-------- EXCERPT TO READ

Data channel encryption:

* WebDAV over port 2880, 2881, 2883 and 2884 (we configured 2881 and 2884 to have the most secure encryption)
* WebDAV over port 443 only through https://webdav-cert.grid.sara.nl

NO data channel encryption:

* WebDAV over port 443
* WebDAV over port 2882
* SRM
* GridFTP (dCache does not support GridFTP data encryption. Please be warned that ``globus-url-copy -dcpriv`` does not warn you about this and transfers your data in plain text.)
* GSIdCap, dCap
* Xroot

Since WebDAV is currently the only way to encrypt data in transit, we continuously try to improve the security of our WebDAV doors. We regularly test our WebDAV doors with tools like `the Qualys SSLtest <https://www.ssllabs.com/ssltest/>`_, `nmap <https://nmap.org/>`_, `Greenbone/OpenVAS <http://www.openvas.org/>`_, and others, and follow their recommendations.

The conclusion: if your data is personal, safely upload it to and download it from dCache, by using WebDAV over ports 2881 or 2884. See :ref:`webdav` for more information.


===============================
SRM interaction example diagram
===============================

Here is a sequence diagram that illustrates how the :abbr:`SRM (Storage Resource Manager)` commands interact with the Grid storage.

.. image:: /Images/Using_SRM.png

.. comment: Image source at https://www.websequencediagrams.com/?lz=dGl0bGUgVXNpbmcgU1JNCgpzcm0tYnJpbmctb25saW5lXG5jb21tYW5kIC0-IFNSTVxuZG9vcjogUHJveHkgY2VydGlmaWNhdGUKbm90ZSBvdmVyABsMQXV0aGVudGljYXRpbmcgXG4mIHVzZXIgbWFwcGluZwoASQkgLT4gAGMZOiBZb3UncmUgYQBFCmVkAIEDKXNybUJyaW5nTwCBTQUgPFNVUkw-AIEWGm9yaXplZD8AgTsWUXVldWluZyByZXN0b3JlIG9wZXJhdGlvbgCBIilTdGFnaW5nAIEABywgY2hlY2sgYmFjayBsYXRlcgCCPgsAgXYbV2FpdGluZwCCYBZSAIEYBWluZyBmaWxlAIMrKUlzAIIVByAAg3YGPwCCdSplcywANAhpcwA4BwCESAVjcACDU28AZgsAhB0aAHwac3JtR2V0AIN7KQBhHVVzZSA8VACCTAVmb3IgZG93bmxvYQBtFEdyaWRGVFAAhjkkABwPAIZBIABNDQCCDxQAhxcLAIIHFQCBDA8AghgFAIFPBQB2HgCGPQgAXyFGaWxlIHRyYW5zZmVyCgo&s=roundgreen

As you can see from this diagram, there can be a lot of overhead per file. For this reason, Grid storage performs best with large files. We recommend to store files of several megabytes to gigabytes. Some users have files of more than 2 terabytes, but that may be impractical on other systems with limited space like worker nodes.

----------------
-------- MATERIAL SHOWN

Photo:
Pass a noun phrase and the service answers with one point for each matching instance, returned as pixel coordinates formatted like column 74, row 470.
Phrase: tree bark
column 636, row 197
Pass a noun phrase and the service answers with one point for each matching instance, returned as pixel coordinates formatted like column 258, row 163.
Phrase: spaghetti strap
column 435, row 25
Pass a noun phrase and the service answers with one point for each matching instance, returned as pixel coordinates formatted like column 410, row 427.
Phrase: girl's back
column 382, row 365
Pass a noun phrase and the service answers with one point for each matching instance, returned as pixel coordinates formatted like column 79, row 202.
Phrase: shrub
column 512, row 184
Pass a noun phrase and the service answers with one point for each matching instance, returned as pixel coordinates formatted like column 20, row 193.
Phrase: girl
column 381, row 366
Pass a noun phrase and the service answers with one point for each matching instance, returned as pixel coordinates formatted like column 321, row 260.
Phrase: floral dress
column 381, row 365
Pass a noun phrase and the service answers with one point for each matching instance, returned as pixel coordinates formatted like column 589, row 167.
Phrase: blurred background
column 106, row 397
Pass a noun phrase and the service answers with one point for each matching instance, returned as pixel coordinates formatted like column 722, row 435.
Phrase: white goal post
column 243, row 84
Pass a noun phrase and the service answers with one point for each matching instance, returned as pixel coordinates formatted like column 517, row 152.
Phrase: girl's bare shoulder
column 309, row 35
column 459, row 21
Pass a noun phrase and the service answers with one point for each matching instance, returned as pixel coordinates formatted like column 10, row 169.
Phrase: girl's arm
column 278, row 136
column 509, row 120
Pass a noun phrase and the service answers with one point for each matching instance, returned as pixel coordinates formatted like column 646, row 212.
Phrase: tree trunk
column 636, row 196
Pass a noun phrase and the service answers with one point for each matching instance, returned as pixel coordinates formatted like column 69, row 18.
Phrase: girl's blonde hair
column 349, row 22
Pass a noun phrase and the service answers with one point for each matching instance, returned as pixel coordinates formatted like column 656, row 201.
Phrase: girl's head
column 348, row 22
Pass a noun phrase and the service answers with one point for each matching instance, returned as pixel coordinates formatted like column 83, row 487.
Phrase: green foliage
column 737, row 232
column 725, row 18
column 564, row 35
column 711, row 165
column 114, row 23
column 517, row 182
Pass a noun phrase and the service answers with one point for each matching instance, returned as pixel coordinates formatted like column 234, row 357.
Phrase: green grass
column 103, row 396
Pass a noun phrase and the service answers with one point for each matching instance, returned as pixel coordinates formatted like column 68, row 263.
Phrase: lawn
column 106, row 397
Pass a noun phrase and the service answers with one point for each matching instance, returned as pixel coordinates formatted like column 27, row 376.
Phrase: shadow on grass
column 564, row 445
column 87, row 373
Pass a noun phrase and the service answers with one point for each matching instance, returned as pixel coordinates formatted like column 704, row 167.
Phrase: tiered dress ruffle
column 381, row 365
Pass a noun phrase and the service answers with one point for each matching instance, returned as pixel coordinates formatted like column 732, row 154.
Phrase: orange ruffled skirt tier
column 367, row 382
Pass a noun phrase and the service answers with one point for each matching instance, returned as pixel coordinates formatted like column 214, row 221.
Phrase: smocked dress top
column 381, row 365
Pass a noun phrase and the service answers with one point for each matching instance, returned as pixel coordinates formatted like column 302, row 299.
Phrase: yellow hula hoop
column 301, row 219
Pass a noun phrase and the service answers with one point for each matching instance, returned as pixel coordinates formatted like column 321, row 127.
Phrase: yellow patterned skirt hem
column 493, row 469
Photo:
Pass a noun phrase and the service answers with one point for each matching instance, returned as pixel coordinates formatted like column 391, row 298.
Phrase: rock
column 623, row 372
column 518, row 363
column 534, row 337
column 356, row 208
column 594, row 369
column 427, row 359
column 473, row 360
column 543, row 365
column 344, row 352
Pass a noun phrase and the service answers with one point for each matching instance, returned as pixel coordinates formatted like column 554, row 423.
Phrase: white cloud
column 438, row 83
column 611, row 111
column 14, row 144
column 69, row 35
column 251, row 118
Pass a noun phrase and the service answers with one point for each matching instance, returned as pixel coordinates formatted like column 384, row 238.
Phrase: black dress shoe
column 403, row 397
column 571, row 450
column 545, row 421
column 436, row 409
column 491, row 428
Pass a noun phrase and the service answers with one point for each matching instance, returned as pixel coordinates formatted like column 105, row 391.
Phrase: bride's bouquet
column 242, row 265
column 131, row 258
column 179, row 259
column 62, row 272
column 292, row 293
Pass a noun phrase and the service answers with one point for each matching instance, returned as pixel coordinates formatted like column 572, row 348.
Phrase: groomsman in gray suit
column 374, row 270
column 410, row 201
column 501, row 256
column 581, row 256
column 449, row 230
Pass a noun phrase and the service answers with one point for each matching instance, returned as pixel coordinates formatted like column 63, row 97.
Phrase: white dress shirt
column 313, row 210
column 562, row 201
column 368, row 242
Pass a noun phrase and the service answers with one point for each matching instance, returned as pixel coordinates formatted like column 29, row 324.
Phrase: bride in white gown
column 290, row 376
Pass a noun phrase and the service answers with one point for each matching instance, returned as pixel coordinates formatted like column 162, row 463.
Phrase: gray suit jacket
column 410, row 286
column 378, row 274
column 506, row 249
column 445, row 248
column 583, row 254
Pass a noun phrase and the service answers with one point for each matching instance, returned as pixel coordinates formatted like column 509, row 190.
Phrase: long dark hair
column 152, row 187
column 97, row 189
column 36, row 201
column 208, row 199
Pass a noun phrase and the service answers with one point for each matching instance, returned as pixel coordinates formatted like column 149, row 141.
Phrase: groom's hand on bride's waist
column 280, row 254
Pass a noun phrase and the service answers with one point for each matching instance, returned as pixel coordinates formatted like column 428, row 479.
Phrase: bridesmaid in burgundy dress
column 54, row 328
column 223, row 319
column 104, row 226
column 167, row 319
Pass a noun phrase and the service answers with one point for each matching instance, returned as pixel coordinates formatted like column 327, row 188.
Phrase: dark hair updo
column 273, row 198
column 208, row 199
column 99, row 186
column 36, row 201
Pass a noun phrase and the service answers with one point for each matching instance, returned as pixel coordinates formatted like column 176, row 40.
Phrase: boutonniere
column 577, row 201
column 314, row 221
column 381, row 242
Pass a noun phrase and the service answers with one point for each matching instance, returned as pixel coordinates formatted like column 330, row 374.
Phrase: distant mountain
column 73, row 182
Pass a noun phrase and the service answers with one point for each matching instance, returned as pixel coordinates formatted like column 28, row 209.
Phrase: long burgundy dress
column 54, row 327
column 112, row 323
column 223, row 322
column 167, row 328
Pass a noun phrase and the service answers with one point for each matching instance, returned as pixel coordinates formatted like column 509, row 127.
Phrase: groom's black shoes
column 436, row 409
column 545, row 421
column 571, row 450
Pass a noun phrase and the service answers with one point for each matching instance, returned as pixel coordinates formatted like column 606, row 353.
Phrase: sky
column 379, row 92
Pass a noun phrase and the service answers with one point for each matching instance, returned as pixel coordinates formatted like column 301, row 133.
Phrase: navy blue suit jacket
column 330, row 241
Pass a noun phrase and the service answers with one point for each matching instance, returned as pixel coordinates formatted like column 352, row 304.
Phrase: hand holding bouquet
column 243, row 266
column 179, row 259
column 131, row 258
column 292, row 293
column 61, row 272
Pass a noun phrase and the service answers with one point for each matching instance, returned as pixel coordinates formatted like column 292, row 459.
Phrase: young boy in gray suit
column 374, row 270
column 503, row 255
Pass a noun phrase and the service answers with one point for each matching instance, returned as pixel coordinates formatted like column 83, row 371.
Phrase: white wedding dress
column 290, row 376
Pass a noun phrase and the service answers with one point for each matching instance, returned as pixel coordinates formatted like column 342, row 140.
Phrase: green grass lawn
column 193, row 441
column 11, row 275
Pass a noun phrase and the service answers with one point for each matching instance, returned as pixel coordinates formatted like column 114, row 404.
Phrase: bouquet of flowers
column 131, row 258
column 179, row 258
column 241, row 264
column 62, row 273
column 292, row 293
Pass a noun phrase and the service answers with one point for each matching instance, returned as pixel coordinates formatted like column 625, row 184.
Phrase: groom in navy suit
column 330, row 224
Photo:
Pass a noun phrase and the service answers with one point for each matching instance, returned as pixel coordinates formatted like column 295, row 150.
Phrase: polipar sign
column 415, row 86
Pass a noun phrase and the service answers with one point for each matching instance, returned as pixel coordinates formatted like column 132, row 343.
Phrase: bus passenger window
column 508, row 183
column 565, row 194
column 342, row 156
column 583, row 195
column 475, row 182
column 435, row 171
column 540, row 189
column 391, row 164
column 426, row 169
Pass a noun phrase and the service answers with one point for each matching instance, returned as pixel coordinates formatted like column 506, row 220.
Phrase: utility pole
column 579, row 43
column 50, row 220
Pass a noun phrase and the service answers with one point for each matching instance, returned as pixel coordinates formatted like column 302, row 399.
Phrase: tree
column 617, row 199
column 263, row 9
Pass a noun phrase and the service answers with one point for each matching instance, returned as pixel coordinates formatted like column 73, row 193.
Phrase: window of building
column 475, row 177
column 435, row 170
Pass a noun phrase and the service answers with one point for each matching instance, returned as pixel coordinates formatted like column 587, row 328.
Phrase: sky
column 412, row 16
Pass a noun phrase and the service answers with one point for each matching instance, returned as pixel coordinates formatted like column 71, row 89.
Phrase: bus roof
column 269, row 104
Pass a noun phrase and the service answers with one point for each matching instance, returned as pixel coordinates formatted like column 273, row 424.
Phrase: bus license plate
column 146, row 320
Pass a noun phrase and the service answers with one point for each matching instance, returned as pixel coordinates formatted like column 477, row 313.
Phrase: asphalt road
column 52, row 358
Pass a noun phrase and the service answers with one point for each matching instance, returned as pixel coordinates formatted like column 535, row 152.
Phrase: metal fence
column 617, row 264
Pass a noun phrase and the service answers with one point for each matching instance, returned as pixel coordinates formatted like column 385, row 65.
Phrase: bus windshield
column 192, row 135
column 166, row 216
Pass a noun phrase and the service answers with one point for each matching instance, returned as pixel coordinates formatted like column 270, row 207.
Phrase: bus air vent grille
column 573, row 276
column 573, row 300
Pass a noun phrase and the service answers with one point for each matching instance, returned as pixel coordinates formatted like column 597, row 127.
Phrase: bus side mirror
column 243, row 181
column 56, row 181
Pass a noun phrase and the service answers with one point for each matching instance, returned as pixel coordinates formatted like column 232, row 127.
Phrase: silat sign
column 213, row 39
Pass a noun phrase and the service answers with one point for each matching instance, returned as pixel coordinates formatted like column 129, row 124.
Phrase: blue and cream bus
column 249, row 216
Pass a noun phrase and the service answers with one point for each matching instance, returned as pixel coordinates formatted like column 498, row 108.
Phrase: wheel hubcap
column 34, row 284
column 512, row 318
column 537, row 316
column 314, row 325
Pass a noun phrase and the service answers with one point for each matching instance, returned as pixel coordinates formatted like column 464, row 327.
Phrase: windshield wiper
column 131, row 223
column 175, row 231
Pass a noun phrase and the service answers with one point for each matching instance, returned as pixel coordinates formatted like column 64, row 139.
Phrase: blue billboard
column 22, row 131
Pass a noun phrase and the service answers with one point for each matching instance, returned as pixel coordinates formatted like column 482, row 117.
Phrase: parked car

----------------

PROMPT A -
Answer these questions from the dCache excerpt:
(i) Which two WebDAV ports were configured to have the most secure encryption?
(ii) Does dCache support GridFTP data encryption?
(iii) What range of file sizes does the excerpt recommend storing?
PROMPT B -
Can you set down the passage of the dCache excerpt word for word, starting at "The conclusion: if" and ending at "for more information."?
This data is separate material and is not part of the dCache excerpt.

EXPECTED ANSWER A -
(i) Ports 2881 and 2884.
(ii) No.
(iii) Files of several megabytes to gigabytes.

EXPECTED ANSWER B -
The conclusion: if your data is personal, safely upload it to and download it from dCache, by using WebDAV over ports 2881 or 2884. See :ref:`webdav` for more information.